Work to complete — Could you copy, exactly as written, every line from the first line of the records through the one containing "positive clicks: (283, 288)"?

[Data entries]
▬▬▬▬▬▬

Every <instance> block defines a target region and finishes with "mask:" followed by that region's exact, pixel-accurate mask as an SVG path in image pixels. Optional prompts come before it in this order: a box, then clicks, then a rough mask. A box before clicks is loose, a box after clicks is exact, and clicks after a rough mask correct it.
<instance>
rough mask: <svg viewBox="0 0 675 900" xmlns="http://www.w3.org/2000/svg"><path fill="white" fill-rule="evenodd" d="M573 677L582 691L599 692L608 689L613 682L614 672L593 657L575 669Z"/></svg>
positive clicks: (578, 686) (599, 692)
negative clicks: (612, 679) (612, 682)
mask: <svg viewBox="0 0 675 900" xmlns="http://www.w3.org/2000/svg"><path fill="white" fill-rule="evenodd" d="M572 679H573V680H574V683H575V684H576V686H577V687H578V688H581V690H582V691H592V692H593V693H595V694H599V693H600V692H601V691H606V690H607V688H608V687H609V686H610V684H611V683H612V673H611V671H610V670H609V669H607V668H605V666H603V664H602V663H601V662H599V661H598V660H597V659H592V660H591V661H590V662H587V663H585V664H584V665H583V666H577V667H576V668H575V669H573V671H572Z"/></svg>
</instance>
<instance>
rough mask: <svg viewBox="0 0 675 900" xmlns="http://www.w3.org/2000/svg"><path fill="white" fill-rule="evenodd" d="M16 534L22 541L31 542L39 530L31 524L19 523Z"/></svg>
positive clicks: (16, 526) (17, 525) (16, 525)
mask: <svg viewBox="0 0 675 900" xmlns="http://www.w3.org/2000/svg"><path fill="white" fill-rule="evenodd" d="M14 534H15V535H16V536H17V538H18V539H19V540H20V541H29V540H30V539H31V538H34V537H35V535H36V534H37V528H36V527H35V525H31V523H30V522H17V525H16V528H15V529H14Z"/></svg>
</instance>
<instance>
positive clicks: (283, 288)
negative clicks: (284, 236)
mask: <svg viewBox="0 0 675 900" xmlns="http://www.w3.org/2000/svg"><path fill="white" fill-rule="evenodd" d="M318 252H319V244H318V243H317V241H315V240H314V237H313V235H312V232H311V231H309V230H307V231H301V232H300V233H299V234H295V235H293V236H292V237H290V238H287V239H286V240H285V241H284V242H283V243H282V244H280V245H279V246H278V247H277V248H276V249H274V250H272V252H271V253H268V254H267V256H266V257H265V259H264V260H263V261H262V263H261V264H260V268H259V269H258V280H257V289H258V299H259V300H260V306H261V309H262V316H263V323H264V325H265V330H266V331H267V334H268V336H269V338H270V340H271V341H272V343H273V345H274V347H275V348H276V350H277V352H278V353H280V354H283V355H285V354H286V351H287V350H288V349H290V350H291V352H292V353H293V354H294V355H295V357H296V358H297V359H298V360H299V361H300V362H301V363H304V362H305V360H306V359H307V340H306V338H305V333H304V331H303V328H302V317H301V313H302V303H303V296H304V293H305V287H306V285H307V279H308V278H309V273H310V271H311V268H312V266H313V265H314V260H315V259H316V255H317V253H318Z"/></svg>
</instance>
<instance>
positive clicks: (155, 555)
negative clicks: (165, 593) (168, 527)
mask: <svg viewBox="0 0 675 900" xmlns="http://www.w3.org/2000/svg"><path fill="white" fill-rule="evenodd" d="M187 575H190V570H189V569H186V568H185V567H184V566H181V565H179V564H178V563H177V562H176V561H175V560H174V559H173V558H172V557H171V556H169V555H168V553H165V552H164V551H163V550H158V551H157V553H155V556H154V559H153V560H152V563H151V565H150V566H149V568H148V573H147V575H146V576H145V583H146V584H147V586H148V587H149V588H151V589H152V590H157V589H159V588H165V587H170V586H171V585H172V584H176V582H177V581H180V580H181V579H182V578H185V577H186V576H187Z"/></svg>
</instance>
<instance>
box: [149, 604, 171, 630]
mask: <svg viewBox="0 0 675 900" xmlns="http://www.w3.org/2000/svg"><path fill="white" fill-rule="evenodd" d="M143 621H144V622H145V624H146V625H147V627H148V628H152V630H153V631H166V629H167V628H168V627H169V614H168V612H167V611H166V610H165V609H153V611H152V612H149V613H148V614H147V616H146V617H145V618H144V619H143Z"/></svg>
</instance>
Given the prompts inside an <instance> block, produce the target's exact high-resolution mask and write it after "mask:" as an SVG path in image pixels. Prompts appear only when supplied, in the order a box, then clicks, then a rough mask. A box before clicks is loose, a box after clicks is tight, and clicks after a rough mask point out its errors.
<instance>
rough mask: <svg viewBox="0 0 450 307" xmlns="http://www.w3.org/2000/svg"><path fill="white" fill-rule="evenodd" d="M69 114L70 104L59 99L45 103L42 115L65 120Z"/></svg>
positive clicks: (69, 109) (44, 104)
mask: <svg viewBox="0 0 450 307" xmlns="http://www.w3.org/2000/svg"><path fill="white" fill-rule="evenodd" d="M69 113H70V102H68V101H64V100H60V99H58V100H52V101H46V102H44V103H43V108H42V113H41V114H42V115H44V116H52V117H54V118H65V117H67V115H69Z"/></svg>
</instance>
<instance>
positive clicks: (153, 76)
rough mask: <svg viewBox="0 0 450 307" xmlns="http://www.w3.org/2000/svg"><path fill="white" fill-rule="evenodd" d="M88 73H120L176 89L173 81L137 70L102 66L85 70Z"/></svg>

▬▬▬▬▬▬

Result below —
Every <instance> block defines a target region and finishes with "mask:" followed by that region's exact, pixel-accurate mask as an SVG path in image pixels. Optional prompts come before it in this order: a box, then clicks, then a rough mask. A box before clicks is loose, a box after clicks is exact, and clicks after a rough mask correct it.
<instance>
rough mask: <svg viewBox="0 0 675 900" xmlns="http://www.w3.org/2000/svg"><path fill="white" fill-rule="evenodd" d="M573 677L582 691L599 692L608 689L613 682L614 672L593 657L575 669Z"/></svg>
positive clicks: (578, 686) (599, 692)
negative clicks: (612, 679) (612, 682)
mask: <svg viewBox="0 0 675 900" xmlns="http://www.w3.org/2000/svg"><path fill="white" fill-rule="evenodd" d="M572 679H573V680H574V683H575V684H576V686H577V687H578V688H581V690H582V691H592V692H593V693H595V694H599V693H600V692H601V691H606V690H607V688H608V687H609V686H610V684H611V683H612V673H611V671H610V670H609V669H607V668H605V666H603V664H602V663H601V662H599V661H598V660H597V659H592V660H591V661H590V662H587V663H585V664H584V665H583V666H577V667H576V668H575V669H573V671H572Z"/></svg>
</instance>
<instance>
rough mask: <svg viewBox="0 0 675 900" xmlns="http://www.w3.org/2000/svg"><path fill="white" fill-rule="evenodd" d="M16 534L22 541L31 542L39 530L31 524L19 523Z"/></svg>
positive clicks: (16, 526) (17, 525) (16, 525)
mask: <svg viewBox="0 0 675 900" xmlns="http://www.w3.org/2000/svg"><path fill="white" fill-rule="evenodd" d="M14 534H15V535H16V536H17V538H18V539H19V540H20V541H29V540H30V539H31V538H34V537H35V535H36V534H37V528H36V527H35V525H31V523H30V522H17V525H16V528H15V529H14Z"/></svg>
</instance>
<instance>
positive clicks: (283, 288)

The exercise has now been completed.